=== ПРЕДОСТАВЛЕННЫЙ ОТРЫВОК ===

А может быть совершенно не нужно, чтобы как раз мы, адепты немецкой исторической школы, наглядно демонстрировали самим себе эти в высшей степени простые истины? Но ведь именно мы легко впадаем в особую иллюзию: в ту, что мы можем вообще воздержаться от собственных оценочных суждений. Однако же последствием этого — в чем можно легко убедиться — становится не то, что мы остаемся верными некоему замыслу, а то, что мы попадаем под воздействие неконтролируемых инстинктов, симпатий и антипатий. И еще чаще с нами происходит так, что точка, из которой мы исходили при анализе и объяснении народнохозяйственных процессов, неосознанно и решающим образом довлеет и над нашими суждениями. Вероятно, нам–то и следует остерегаться того, чтобы те великие свойства мертвых и живых наставников нашей школы, которым она и наша наука обязаны своими успехами, не превратились у нас в заблуждения. Практически надо учитывать, в основном, два различных исходных пункта анализа.
Либо мы смотрим на экономическое развитие преимущественно сверху, с высоты истории управления великими германскими государствами; мы исследуем их управление и поведение в экономических и социальных вопросах — и невольно становимся их апологетами. Если (не выходя за рамки нашего примера) администрация решит закрыть восточную границу, то мы будем склонны и способны видеть здесь завершение ряда исторических процессов, которое вследствие великих воспоминаний о прошлом ставит перед современным государством высокие задачи в интересах заботы о культуре собственной нации — а если восточную границу не закроют, то мы сделаем вывод, что подобные радикальные вмешательства отчасти не нужны, а отчасти уже не соответствуют современным воззрениям.

===

ПЕРЕЧЕНЬ ЗАДАНИЙ →
1. Сколько исходных пунктов анализа, согласно отрывку о немецкой исторической школе, практически надо учитывать?
2. Перепишите из отрывка о немецкой исторической школе всё, начиная со слов «Либо мы смотрим» и вплоть до слов «соответствуют современным воззрениям.».
3. Возобновите рассуждение о немецкой исторической школе, продолжив его сразу после последнего приведенного предложения.

=== ПРЕДОСТАВЛЕННЫЕ ДАННЫЕ ===

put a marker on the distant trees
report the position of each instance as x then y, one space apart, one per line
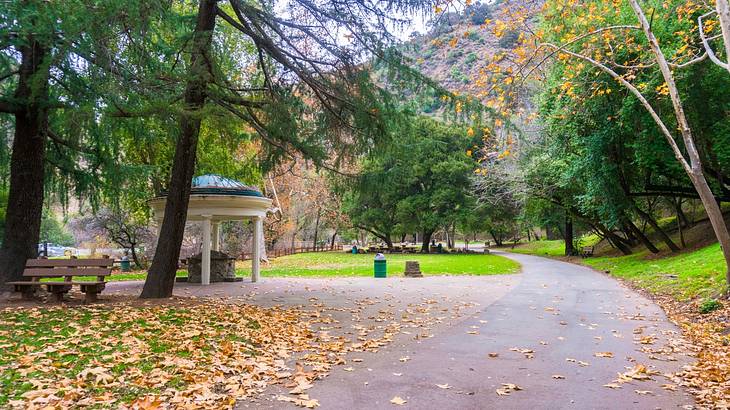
630 108
419 183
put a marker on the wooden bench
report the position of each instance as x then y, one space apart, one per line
64 270
587 251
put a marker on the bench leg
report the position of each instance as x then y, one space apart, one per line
58 296
27 293
90 296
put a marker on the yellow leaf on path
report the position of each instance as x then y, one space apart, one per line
398 401
301 401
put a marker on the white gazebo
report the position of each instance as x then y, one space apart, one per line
214 199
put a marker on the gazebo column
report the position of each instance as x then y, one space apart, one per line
216 236
258 228
205 265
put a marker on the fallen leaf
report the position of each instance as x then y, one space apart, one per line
398 401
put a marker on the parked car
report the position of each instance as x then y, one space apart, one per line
55 250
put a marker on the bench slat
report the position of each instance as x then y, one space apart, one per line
56 283
69 263
55 272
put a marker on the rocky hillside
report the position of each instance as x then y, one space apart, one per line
458 46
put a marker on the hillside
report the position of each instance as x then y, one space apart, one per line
457 47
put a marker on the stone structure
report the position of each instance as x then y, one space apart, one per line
222 268
413 269
214 199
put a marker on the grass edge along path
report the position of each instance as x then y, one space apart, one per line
682 285
340 264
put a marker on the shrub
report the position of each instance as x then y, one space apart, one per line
710 305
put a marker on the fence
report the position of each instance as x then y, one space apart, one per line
275 253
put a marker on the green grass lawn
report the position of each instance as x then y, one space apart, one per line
542 248
688 275
699 273
327 264
332 264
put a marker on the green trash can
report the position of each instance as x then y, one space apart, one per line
381 270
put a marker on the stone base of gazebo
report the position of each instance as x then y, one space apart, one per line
222 268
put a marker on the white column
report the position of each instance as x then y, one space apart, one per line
216 236
205 268
258 225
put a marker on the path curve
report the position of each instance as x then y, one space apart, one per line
558 310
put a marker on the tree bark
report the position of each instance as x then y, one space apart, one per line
25 198
332 242
694 166
161 276
426 242
569 251
316 230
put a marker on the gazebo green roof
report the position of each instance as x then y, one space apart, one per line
211 184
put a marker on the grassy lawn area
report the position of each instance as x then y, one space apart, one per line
328 264
332 264
542 248
698 273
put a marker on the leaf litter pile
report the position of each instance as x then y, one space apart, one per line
709 337
202 354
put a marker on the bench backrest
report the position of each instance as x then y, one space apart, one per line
68 267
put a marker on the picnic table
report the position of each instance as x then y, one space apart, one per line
63 271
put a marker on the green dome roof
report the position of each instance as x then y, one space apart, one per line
211 184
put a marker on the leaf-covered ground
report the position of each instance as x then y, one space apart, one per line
210 351
131 356
679 284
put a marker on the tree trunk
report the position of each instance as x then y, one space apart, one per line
426 242
694 166
332 242
714 213
135 258
25 199
569 251
681 232
681 216
316 229
497 238
161 276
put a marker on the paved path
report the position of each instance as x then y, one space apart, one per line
559 311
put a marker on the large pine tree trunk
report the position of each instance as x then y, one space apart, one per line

===

ОТВЕТЫ НА ЗАДАНИЯ →
1. В основном два различных исходных пункта анализа.

2.
Либо мы смотрим на экономическое развитие преимущественно сверху, с высоты истории управления великими германскими государствами; мы исследуем их управление и поведение в экономических и социальных вопросах — и невольно становимся их апологетами. Если (не выходя за рамки нашего примера) администрация решит закрыть восточную границу, то мы будем склонны и способны видеть здесь завершение ряда исторических процессов, которое вследствие великих воспоминаний о прошлом ставит перед современным государством высокие задачи в интересах заботы о культуре собственной нации — а если восточную границу не закроют, то мы сделаем вывод, что подобные радикальные вмешательства отчасти не нужны, а отчасти уже не соответствуют современным воззрениям.

3.
Или же мы рассматриваем экономическое развитие по большей части снизу, видим великое зрелище — как на фоне хаоса конфликтов экономических интересов вырисовываются бои за освобождение классов, находящихся на подъеме; наблюдаем за тем, как властная ситуация в экономике сдвигается в их пользу — и неосознанно принимаем сторону тех, кто на подъеме, поскольку они являются или начинают становиться сильнейшими. И ведь как раз благодаря тому, что они побеждают, они как будто бы свидетельствуют о том, что они представляют «экономически» более высокоразвитый тип человечества: слишком уж легко овладевает историком представление о том, что победа более высокоразвитых элементов в борьбе сама собой гарантирована и что поражение в борьбе за существование является симптомом «отсталости». И каждый новый из многочисленных симптомов перехода власти в другие руки приносит историку удовлетворение не только потому, что подтверждает его наблюдения: дело еще в том, что он полуосознанно ощущает эти события как личный триумф: история исполняет предсказанные им перемены. Сопротивление, встречаемое этим развитием, историк воспринимает, сам того не ведая, с определенной враждебностью; невольно оно кажется ему не просто естественным итогом само собой разумеющегося представительства интересов, но в известной мере — неповиновением «приговору истории» в том виде, как его сформулировал историк. Ведь критика, которой мы обязаны заниматься, в том числе и применительно к процессам, представляющимся нам неотрефлектированным результатом тенденций исторического развития, не удается нам как раз там, где она нам более всего необходима. Впрочем, и без этого слишком уж искушает нас соблазн войти в свиту победителя в борьбе за экономическую власть и притом забыть, что экономическая власть и призвание к политическому руководству нацией не всегда совпадают между собой.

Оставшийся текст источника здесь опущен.